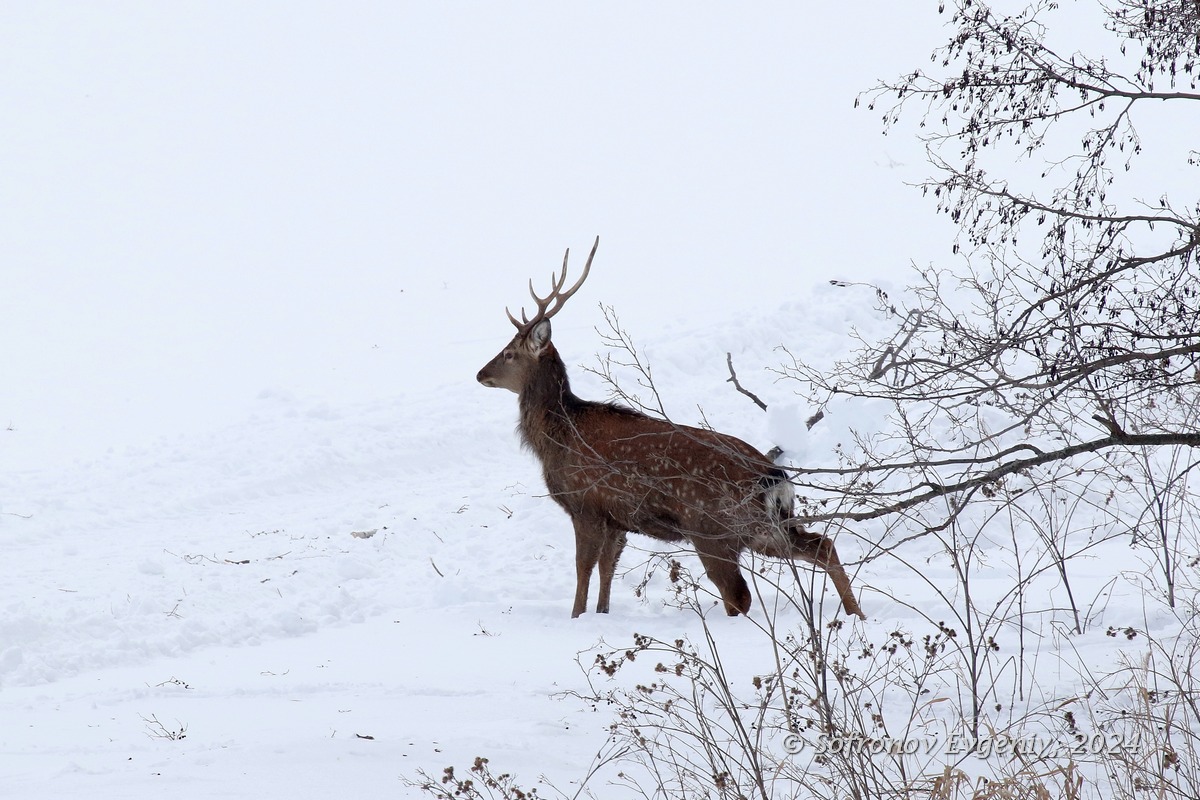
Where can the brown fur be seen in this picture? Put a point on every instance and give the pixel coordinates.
(616, 470)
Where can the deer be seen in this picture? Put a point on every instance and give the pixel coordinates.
(616, 470)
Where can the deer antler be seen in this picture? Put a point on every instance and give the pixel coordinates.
(556, 293)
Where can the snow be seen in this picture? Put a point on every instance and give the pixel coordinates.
(264, 534)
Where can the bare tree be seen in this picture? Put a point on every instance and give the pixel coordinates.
(1068, 329)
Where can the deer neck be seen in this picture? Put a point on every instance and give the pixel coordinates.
(546, 408)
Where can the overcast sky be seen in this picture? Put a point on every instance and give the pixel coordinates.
(207, 200)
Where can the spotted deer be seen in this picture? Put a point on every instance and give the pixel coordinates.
(615, 470)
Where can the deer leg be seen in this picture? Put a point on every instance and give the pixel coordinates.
(589, 539)
(820, 551)
(610, 553)
(720, 559)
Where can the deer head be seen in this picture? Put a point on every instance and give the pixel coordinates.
(514, 366)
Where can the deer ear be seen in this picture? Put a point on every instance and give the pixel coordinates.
(539, 337)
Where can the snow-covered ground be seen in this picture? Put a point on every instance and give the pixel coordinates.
(319, 572)
(263, 533)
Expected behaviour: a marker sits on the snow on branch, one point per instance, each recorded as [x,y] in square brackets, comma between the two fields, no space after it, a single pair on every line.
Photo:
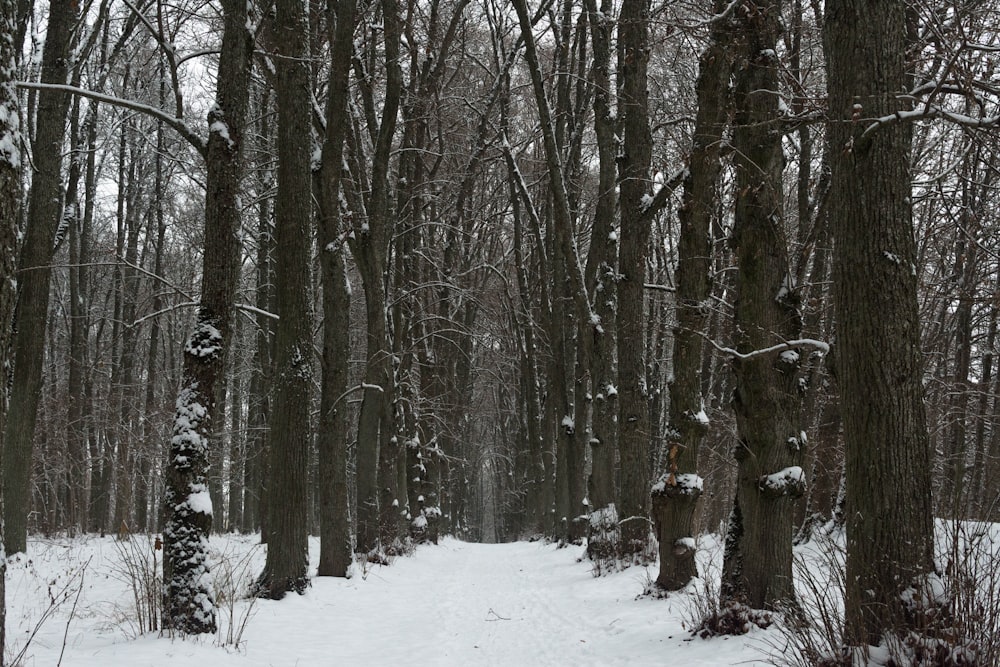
[928,112]
[807,343]
[177,124]
[654,204]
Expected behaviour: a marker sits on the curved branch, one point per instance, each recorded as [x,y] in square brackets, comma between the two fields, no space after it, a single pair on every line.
[177,124]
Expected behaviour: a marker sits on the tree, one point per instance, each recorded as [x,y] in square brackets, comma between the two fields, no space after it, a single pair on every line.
[373,228]
[289,436]
[758,561]
[31,314]
[676,493]
[634,202]
[878,360]
[336,549]
[188,605]
[10,205]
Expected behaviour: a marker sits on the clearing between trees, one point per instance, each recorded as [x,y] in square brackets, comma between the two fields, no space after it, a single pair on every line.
[522,603]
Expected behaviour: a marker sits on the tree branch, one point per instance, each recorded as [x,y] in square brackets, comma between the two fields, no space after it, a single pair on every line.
[177,124]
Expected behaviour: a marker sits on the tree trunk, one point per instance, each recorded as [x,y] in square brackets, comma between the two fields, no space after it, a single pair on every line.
[188,606]
[674,507]
[635,186]
[44,217]
[288,488]
[376,478]
[336,549]
[10,204]
[879,366]
[255,470]
[758,560]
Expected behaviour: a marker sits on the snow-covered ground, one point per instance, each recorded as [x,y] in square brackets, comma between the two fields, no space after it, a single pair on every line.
[520,604]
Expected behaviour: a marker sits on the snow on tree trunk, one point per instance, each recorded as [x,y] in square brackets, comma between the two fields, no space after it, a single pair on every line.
[44,216]
[674,507]
[633,419]
[878,355]
[757,571]
[188,606]
[10,196]
[289,436]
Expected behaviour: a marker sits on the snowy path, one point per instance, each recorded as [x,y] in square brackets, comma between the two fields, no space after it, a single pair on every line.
[519,604]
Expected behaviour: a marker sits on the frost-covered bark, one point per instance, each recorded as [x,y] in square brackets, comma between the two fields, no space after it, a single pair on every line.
[635,184]
[879,365]
[188,606]
[600,272]
[674,504]
[336,547]
[757,571]
[567,282]
[373,228]
[289,436]
[10,198]
[44,216]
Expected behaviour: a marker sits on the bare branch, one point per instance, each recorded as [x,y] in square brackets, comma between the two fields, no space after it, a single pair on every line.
[178,124]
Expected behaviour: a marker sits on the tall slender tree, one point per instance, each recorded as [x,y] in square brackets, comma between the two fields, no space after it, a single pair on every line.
[188,605]
[289,446]
[676,494]
[45,202]
[758,561]
[634,203]
[10,205]
[878,360]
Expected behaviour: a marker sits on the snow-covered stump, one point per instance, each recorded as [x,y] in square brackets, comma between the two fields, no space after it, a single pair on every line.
[674,499]
[188,605]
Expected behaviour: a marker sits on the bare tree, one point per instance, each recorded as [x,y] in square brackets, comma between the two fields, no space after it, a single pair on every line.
[188,603]
[34,271]
[879,366]
[287,541]
[635,202]
[10,204]
[676,494]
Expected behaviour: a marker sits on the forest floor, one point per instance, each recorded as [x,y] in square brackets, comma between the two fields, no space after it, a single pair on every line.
[457,603]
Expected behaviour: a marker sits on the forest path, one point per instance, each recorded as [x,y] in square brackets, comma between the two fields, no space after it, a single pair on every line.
[517,604]
[452,605]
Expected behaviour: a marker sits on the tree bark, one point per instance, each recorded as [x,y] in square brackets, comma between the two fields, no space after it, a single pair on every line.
[34,273]
[188,606]
[10,205]
[336,548]
[635,187]
[674,507]
[757,571]
[289,436]
[879,366]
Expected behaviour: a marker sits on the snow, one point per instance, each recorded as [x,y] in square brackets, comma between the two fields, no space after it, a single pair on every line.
[685,483]
[784,480]
[789,357]
[455,604]
[217,125]
[205,341]
[199,499]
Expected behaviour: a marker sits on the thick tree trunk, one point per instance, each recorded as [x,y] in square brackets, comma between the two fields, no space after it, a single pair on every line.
[10,205]
[188,606]
[44,217]
[635,185]
[879,365]
[288,488]
[336,548]
[676,499]
[758,561]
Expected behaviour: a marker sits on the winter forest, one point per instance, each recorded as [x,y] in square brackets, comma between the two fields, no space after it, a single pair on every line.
[708,290]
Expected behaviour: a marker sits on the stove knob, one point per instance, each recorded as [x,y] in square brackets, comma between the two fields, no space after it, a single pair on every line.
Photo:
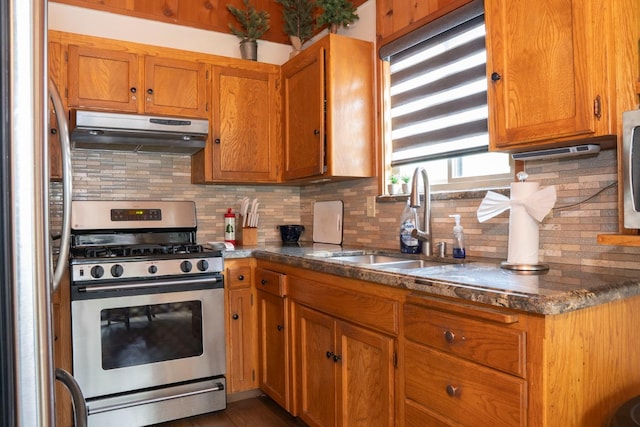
[117,270]
[203,265]
[97,271]
[185,266]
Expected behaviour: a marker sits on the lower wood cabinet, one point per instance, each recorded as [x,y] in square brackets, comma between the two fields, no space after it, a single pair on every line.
[273,326]
[241,336]
[329,345]
[345,373]
[61,313]
[463,366]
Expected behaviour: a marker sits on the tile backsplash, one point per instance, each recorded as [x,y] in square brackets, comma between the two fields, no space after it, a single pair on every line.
[113,175]
[567,234]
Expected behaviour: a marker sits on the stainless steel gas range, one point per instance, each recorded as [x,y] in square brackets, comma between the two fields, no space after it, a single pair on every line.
[147,307]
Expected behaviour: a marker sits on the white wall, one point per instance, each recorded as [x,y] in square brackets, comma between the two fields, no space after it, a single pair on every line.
[91,22]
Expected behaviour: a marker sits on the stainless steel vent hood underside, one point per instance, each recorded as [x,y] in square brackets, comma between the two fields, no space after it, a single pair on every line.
[135,132]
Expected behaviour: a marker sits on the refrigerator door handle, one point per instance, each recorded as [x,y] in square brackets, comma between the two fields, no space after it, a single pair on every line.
[65,146]
[77,399]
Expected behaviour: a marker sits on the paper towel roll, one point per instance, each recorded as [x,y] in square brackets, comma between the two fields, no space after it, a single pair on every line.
[523,228]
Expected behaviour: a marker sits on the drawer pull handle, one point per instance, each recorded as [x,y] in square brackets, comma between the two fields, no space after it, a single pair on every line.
[453,391]
[449,336]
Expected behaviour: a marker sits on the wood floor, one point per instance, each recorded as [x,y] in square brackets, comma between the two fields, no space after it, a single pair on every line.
[258,411]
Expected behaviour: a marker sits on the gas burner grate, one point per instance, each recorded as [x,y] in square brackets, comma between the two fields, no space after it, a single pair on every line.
[137,250]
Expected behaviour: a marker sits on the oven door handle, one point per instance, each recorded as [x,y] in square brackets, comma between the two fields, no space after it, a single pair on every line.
[147,284]
[217,387]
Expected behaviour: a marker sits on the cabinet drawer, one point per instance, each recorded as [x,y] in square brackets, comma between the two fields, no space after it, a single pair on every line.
[487,343]
[238,277]
[462,391]
[271,281]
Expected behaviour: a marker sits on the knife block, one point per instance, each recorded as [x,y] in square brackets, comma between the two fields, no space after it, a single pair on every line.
[249,236]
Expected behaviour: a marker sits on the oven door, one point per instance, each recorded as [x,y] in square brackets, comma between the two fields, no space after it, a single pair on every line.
[173,333]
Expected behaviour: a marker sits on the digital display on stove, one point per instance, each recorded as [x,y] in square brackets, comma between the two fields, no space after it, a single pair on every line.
[136,214]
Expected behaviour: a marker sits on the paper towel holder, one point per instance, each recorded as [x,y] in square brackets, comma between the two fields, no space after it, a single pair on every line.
[525,268]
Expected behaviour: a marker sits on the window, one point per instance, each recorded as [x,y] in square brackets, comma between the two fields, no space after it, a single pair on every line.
[437,103]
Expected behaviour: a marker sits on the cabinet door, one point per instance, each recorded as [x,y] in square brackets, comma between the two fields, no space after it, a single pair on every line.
[244,125]
[176,88]
[274,351]
[540,86]
[317,360]
[104,79]
[304,129]
[242,351]
[365,394]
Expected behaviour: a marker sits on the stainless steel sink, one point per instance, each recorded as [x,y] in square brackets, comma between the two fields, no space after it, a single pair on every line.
[370,259]
[389,261]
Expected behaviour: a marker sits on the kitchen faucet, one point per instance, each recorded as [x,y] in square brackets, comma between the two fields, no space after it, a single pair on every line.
[414,201]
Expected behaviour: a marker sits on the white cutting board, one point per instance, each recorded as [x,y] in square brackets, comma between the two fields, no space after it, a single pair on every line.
[327,222]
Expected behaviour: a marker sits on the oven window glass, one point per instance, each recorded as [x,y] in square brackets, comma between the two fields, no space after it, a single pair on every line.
[151,333]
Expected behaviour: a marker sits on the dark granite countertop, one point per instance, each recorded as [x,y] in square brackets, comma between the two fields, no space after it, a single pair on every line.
[560,289]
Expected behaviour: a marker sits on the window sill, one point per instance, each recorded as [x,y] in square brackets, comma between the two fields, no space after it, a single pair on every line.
[479,193]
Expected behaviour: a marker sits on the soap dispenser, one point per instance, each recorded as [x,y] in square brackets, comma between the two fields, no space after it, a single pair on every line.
[458,238]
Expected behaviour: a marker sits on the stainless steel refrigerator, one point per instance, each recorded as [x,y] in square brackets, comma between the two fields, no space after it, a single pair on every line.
[28,276]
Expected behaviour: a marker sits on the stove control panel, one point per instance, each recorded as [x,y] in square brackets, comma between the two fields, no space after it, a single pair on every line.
[90,270]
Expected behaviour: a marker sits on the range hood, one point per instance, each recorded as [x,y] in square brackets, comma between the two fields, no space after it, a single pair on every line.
[135,132]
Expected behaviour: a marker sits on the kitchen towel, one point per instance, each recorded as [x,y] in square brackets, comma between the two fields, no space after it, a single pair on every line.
[327,222]
[529,206]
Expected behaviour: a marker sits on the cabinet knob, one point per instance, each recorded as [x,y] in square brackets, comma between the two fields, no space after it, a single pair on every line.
[452,390]
[449,336]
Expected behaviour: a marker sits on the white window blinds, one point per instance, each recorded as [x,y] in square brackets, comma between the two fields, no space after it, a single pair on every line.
[438,88]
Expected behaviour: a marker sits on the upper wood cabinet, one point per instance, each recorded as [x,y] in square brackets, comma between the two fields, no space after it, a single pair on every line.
[102,78]
[245,127]
[329,110]
[395,18]
[123,81]
[551,73]
[55,151]
[176,87]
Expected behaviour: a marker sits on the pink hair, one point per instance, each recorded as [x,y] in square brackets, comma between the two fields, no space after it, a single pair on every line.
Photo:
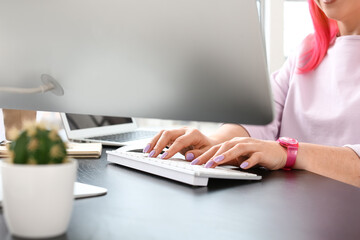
[326,30]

= = = = = = =

▸ Exercise brief:
Omit the pictures and please write out exactly the lines between the one containing "Expected behaviour: a marker sits on the pink" and the last line of the entries, both included.

▸ Solved exercise:
Expected behaviour: a marker sits on the pink hair, one point per instance, each recorded as [x,y] in square brackets, comma between the two fields, no space after it, a single pair on every line.
Photo:
[326,30]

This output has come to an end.